La Terrasse

"La culture est une résistance à la distraction" Pasolini

Avignon / 2011 Entretien / Benoît Duteurtre

Pour une culture de terrain fondée sur la vitalité de la création

Pour une culture de terrain fondée sur la vitalité de la création - Critique sortie Avignon / 2011
Crédit : C. Hélie / Gallimard Légende : Benoît Duteurtre, directeur de Musique nouvelle en liberté

Publié le 10 juillet 2011

L’écrivain et critique musical né en 1960 – il vient de publier le roman L’Eté 76 (Gallimard) -, a fondé en 1991 avec le compositeur Marcel Landowski l’association Musique nouvelle en liberté, dont l’objectif est d’aider à la diffusion de la musique contemporaine.

« Le désengagement de l’État fait reposer la politique musicale sur les humeurs de chaque élu »
 
Quels rapports Musique nouvelle en liberté entretient-elle avec les politiques ?

- **À FAIRE**: Selon l'extrait sur Musique nouvelle en liberté, en quelle année Benoît Duteurtre a-t-il fondé cette association ?

- **LIGNES AFFICHÉES**:
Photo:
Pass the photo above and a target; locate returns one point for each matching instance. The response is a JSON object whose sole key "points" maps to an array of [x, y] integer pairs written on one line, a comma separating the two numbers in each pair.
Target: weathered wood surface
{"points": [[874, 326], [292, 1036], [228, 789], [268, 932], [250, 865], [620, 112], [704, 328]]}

* * *

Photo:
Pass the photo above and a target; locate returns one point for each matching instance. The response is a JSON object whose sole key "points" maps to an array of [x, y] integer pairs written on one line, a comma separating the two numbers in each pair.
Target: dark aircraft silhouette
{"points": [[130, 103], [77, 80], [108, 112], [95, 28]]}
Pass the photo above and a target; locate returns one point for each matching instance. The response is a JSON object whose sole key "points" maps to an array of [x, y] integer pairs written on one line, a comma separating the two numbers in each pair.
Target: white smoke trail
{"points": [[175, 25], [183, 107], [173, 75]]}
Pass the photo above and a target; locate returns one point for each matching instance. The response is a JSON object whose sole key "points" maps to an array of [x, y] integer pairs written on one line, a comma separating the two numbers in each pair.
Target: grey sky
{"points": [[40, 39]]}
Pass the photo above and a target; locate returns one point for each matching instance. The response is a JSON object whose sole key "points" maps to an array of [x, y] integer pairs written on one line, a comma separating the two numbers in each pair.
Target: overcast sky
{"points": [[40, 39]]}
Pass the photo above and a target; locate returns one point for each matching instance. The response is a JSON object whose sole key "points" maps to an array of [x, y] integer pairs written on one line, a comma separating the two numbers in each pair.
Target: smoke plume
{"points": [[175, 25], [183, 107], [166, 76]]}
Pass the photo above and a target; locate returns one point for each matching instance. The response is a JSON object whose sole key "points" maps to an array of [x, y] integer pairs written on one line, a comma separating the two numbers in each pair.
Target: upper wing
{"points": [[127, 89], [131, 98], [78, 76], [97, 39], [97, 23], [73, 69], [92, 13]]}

- **RÉSULTAT**: En 1991.